--- Data provided ---
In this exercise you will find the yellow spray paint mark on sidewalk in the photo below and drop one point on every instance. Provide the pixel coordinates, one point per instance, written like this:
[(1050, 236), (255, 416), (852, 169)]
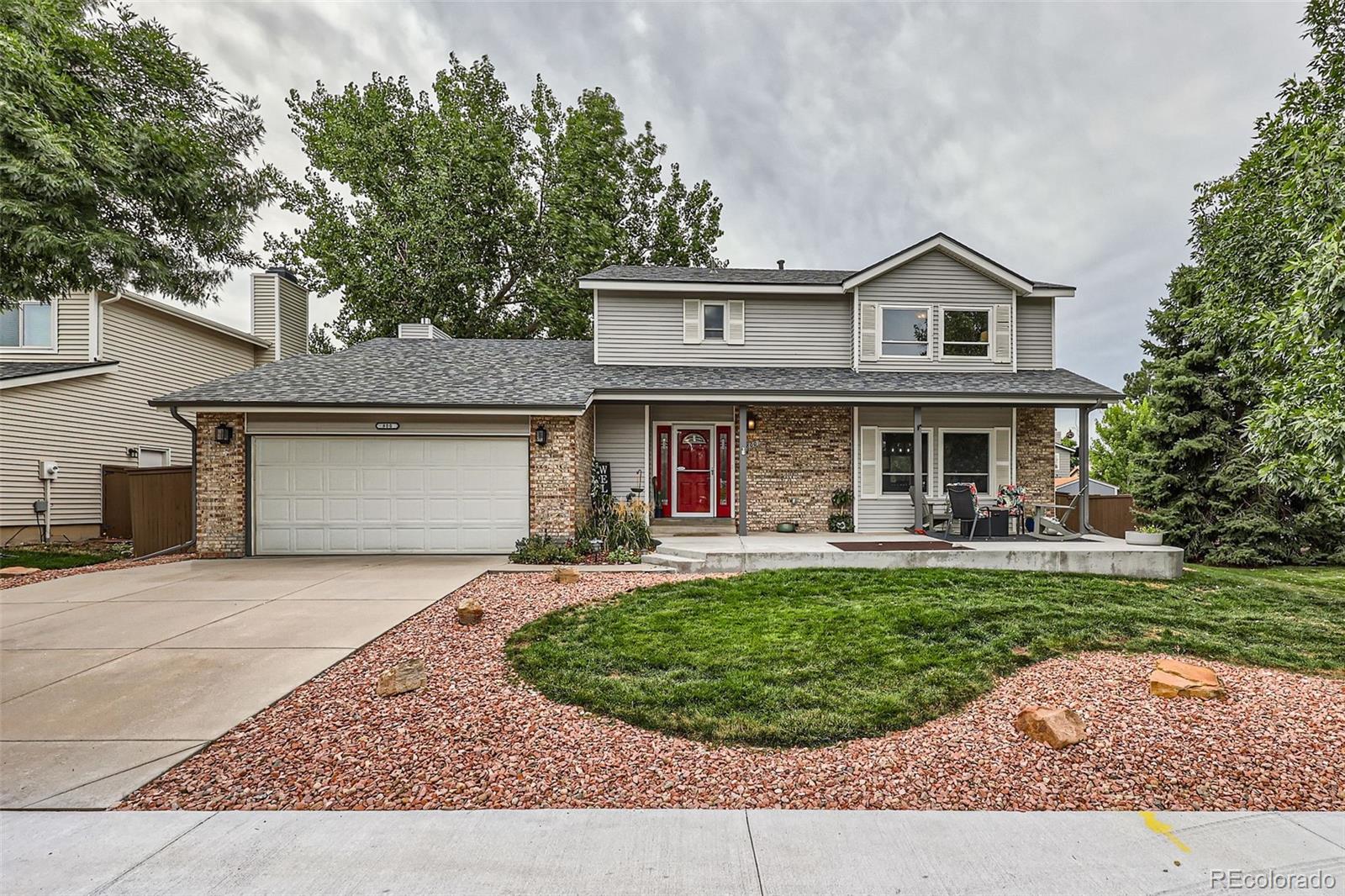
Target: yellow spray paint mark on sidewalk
---
--- Data provided ---
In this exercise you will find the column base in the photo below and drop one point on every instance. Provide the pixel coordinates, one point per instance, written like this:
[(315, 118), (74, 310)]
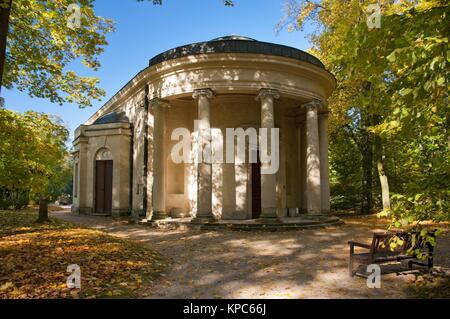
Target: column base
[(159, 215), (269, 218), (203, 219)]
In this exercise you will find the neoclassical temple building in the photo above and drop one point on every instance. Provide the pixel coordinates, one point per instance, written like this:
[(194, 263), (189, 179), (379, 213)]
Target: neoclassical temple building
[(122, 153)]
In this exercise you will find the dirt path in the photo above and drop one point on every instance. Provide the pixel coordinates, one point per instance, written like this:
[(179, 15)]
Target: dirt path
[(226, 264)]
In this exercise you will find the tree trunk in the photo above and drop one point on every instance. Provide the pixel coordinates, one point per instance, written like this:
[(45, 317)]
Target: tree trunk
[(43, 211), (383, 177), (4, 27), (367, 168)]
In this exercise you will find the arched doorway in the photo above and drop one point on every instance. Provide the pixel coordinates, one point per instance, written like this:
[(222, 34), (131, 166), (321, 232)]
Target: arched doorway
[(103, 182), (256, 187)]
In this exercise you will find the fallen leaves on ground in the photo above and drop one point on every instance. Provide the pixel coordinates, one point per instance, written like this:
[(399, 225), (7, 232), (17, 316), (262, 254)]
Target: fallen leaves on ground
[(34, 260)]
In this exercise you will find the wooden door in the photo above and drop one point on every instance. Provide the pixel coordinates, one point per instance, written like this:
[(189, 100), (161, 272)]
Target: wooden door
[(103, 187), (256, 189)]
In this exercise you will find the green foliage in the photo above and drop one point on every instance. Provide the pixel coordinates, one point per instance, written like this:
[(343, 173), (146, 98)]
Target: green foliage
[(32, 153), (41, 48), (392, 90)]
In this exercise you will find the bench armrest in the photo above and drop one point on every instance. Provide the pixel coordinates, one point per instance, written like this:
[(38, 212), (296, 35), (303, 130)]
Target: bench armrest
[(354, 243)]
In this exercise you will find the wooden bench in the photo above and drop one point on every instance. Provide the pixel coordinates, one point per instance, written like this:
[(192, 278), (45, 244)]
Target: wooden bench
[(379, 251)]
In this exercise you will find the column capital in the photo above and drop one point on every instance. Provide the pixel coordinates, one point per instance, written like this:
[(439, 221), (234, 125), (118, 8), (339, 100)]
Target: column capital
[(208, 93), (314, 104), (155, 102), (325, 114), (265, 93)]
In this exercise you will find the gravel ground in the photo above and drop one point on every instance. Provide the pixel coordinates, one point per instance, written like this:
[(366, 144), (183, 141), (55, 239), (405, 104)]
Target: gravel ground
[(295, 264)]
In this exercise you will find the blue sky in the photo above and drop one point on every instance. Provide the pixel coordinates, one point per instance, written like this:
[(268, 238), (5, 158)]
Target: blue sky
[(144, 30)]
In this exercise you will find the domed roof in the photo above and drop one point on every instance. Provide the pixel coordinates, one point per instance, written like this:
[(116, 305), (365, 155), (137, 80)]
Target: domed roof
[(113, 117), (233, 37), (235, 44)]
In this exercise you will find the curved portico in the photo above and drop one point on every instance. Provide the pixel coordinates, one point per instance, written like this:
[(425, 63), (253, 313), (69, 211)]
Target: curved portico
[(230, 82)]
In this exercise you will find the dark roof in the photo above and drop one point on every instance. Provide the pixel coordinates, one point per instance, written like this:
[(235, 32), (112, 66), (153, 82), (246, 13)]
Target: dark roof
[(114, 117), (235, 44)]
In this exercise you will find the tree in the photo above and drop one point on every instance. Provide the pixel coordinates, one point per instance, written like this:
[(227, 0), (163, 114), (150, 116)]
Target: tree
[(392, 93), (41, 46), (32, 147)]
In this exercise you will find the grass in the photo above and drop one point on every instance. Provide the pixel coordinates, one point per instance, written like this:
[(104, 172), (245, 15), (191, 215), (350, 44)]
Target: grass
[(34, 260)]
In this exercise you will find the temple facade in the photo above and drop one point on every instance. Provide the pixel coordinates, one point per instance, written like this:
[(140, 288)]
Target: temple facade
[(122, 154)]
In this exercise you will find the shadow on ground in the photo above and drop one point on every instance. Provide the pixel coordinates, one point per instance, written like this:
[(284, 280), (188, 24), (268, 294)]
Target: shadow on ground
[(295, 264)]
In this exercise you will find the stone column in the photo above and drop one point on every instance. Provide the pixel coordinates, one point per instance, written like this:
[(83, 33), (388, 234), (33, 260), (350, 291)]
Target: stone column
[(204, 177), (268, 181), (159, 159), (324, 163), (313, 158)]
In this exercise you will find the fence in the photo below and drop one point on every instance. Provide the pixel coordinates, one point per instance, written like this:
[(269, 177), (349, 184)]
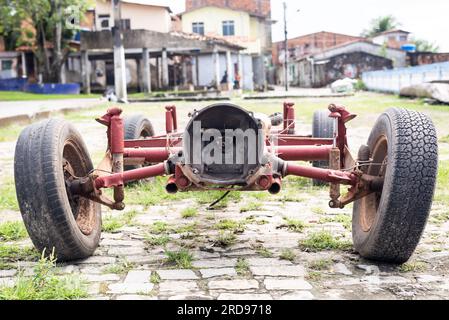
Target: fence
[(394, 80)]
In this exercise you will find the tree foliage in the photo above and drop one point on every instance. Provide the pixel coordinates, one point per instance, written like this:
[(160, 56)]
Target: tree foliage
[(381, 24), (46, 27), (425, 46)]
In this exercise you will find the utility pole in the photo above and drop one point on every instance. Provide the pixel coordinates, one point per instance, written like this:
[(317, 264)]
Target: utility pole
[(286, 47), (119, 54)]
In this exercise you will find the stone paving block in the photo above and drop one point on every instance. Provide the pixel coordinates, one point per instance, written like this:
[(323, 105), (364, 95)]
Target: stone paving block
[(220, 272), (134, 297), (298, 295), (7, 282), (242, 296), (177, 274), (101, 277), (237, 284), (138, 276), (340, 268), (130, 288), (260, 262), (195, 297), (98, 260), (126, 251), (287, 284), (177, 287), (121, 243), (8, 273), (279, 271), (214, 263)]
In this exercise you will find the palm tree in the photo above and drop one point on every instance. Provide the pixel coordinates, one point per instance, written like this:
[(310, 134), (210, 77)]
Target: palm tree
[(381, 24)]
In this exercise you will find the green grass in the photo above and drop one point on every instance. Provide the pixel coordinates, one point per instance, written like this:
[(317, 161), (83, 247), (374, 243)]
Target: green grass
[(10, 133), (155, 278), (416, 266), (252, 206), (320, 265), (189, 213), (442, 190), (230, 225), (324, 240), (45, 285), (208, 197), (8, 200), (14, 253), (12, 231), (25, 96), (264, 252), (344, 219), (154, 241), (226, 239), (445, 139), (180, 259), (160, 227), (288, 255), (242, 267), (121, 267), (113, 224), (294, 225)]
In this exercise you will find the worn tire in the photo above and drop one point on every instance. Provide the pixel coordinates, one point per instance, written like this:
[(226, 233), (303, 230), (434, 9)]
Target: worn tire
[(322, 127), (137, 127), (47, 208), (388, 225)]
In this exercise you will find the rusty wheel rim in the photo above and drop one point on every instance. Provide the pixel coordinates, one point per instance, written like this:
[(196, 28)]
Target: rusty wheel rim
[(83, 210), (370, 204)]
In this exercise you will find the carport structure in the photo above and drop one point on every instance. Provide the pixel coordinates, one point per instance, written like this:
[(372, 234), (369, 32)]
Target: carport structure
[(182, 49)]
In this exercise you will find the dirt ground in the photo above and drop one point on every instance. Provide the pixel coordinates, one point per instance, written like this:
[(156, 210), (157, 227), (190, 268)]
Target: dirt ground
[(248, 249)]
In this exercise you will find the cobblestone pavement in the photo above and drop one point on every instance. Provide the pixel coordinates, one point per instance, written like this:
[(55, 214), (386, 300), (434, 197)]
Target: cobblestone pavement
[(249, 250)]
---
--- Data provided ---
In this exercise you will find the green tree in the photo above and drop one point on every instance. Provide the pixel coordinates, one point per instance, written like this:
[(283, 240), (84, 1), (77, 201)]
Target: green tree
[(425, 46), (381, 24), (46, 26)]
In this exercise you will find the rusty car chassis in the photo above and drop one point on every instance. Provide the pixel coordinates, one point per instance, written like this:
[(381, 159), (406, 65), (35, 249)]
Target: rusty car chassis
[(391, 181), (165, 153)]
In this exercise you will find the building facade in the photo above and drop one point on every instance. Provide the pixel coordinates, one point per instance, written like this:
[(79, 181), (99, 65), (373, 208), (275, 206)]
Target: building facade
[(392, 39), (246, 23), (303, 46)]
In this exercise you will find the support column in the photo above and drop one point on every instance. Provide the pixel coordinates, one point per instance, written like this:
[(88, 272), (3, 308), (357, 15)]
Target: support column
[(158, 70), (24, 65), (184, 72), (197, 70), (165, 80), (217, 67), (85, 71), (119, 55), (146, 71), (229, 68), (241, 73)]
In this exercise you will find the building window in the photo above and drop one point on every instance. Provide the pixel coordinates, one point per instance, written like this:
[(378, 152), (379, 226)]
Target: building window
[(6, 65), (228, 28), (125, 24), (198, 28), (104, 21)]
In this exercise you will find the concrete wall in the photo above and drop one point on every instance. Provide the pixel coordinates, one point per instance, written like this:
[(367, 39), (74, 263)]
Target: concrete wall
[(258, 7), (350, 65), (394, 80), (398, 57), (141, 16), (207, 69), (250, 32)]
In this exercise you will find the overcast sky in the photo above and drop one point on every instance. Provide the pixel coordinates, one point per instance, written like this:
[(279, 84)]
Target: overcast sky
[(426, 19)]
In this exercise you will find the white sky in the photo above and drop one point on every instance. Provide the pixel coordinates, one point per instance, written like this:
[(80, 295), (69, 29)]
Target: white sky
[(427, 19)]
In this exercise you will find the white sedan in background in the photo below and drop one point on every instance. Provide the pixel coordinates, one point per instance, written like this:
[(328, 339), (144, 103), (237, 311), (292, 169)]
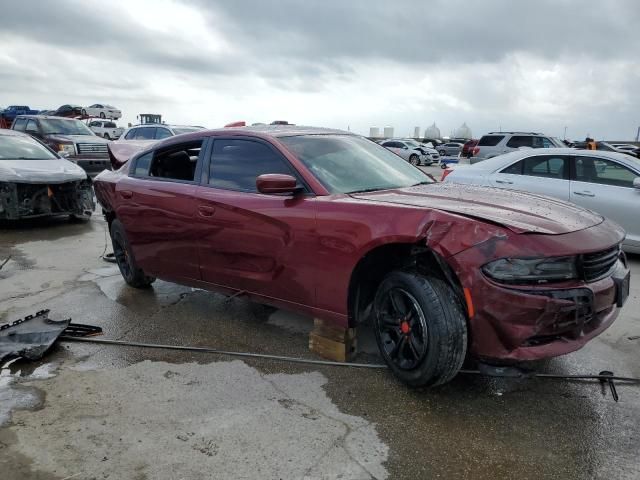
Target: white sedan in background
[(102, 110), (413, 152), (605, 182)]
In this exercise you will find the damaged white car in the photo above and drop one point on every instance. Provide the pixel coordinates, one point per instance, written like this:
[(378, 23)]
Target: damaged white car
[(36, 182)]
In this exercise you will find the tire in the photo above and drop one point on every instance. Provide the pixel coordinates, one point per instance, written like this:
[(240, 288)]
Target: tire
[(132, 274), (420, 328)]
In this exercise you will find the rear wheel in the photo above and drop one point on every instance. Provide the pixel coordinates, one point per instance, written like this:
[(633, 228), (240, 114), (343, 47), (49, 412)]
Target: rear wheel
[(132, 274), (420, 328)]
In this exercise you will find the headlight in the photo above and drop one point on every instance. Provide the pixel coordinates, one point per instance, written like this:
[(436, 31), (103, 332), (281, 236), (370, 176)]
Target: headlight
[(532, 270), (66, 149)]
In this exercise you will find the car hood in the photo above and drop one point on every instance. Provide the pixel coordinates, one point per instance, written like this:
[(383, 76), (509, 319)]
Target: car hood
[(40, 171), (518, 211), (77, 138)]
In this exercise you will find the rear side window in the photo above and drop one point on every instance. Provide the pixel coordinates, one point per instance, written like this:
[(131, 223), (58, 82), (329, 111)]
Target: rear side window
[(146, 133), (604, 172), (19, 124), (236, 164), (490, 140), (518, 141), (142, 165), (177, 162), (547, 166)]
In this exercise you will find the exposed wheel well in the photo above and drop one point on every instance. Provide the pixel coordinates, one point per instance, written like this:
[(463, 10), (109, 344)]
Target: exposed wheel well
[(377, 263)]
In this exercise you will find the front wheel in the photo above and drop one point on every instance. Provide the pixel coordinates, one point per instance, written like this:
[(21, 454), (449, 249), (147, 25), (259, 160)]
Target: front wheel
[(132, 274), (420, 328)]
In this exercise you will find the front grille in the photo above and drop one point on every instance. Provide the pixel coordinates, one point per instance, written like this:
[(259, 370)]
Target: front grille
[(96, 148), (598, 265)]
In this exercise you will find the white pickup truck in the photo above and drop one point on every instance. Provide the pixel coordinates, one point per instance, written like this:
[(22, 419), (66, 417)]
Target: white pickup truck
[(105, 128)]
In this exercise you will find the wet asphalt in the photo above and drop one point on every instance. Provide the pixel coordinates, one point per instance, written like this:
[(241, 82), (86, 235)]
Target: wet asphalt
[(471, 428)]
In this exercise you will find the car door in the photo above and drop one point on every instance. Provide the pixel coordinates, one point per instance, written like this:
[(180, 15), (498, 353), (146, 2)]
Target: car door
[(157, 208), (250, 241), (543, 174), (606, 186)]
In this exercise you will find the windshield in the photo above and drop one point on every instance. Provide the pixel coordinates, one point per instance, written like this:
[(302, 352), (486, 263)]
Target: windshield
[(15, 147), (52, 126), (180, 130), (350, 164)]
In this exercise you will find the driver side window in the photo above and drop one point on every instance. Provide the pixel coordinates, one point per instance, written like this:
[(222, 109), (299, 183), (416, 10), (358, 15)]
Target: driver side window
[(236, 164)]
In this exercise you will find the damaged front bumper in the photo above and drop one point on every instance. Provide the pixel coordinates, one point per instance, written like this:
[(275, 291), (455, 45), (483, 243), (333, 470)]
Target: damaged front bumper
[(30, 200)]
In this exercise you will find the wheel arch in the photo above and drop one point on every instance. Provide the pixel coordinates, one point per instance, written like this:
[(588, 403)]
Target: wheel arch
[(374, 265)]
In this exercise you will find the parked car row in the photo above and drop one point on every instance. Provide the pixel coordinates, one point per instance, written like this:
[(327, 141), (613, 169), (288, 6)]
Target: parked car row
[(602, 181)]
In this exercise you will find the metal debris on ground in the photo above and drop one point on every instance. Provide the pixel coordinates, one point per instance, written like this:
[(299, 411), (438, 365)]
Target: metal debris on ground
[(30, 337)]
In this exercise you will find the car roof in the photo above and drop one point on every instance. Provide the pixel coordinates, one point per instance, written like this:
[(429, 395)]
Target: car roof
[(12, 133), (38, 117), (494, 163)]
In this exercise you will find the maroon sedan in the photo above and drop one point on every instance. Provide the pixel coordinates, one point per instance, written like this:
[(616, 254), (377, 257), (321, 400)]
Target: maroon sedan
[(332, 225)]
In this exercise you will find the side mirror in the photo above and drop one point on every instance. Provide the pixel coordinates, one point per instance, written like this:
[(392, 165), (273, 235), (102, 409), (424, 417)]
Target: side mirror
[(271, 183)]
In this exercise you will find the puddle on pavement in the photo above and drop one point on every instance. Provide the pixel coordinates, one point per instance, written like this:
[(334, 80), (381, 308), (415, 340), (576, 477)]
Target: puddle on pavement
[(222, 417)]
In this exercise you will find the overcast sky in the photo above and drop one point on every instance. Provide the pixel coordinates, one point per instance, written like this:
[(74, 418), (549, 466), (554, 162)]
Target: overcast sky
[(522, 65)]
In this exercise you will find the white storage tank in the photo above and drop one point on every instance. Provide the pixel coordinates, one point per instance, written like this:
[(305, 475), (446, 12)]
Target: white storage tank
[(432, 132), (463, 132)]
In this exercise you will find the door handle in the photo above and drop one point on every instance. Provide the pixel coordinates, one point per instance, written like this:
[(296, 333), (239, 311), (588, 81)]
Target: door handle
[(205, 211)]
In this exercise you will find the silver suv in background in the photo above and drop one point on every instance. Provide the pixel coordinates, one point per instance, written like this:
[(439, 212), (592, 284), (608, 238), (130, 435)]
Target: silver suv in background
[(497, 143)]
---
#### Brief
Only one part of the material above is to be transcribed, namely the lines starting with the line that has "[(302, 352), (486, 263)]" and going on through the line that has "[(222, 109), (299, 183), (416, 10), (358, 15)]", exactly as they stand.

#### Your solution
[(302, 352), (486, 263)]
Target: windshield
[(15, 147), (52, 126), (180, 130), (350, 164)]
In this exercise you will find the driver side window in the photo above and drop one point on every instance. Provide the pixel coordinates, one point per instance, written like this:
[(222, 109), (299, 183), (416, 10), (358, 15)]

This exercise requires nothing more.